----- TEXT PASSAGE

Since our experiment is first of the kind, we cannot promise too much. If, however, it will stimulate a historian to repeat it in a more professional fashion, we would say that our expectations were exceeded.
        The general mindset of pattern theory is not alien to modern culture and we believe that the reader will easily recognize its relation to past and current trends, atomism and structuralism in particular. There is a far more general relation, however.
The second half of the twentieth century has been deeply imprinted by a dichotomy Charles P. Snow attributed to the contemporary culture. He saw an impenetrable divide between people living in two immiscible media—natural sciences and liberal arts. His motto about two cultures is still echoed by polemic responses. We can mention David Edgerton [ Nature, 389, 221 (1997) ] and John Brockman [The Third Culture; Beyond the Scientific Revolution, New York, Simon & Schuster, 1995, see also Web site www.edge.org]. The confluence is the sign of our times.

----------

== THE TASKS ==
1. Using the passage on pattern theory, explain in one to three sentences why the authors say they cannot promise too much.
2. In the passage on pattern theory, between which two fields did Charles P. Snow see an impenetrable divide?
3. Reproduce the wording of the passage on pattern theory precisely, starting with "Since our experiment" and going on through "general relation, however.".
The listing has no connection to the passage on pattern theory.

----- ITEMS

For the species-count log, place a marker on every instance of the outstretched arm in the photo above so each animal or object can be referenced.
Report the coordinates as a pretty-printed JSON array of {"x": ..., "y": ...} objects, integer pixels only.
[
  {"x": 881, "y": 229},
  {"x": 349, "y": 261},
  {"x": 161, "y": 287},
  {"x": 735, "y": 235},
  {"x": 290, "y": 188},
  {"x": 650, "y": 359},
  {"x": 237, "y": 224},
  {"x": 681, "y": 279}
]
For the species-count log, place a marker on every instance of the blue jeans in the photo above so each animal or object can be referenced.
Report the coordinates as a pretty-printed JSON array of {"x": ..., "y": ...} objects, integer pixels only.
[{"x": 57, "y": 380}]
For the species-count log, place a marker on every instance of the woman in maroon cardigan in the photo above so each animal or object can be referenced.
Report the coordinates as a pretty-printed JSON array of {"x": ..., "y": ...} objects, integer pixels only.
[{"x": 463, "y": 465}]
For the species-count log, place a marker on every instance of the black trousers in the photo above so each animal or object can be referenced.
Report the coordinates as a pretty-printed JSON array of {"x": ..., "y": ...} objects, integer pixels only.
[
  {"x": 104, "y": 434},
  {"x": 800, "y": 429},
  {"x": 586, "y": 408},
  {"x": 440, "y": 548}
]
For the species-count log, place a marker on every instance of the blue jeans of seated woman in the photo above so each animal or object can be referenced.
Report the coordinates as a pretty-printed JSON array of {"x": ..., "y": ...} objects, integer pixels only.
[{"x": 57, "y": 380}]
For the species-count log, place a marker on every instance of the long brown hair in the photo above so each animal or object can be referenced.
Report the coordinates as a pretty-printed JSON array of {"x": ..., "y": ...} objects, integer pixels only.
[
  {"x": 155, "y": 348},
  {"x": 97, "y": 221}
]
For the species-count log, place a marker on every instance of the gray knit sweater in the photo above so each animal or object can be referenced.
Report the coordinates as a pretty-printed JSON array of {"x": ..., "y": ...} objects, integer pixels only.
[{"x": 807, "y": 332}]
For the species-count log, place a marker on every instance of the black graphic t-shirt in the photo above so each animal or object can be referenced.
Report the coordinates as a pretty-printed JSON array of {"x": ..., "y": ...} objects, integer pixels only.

----------

== TASK-BY-TASK ANSWERS ==
1. The authors cannot promise too much because their experiment is the first of its kind.

2. Natural sciences and liberal arts.

3.
Since our experiment is first of the kind, we cannot promise too much. If, however, it will stimulate a historian to repeat it in a more professional fashion, we would say that our expectations were exceeded.
        The general mindset of pattern theory is not alien to modern culture and we believe that the reader will easily recognize its relation to past and current trends, atomism and structuralism in particular. There is a far more general relation, however.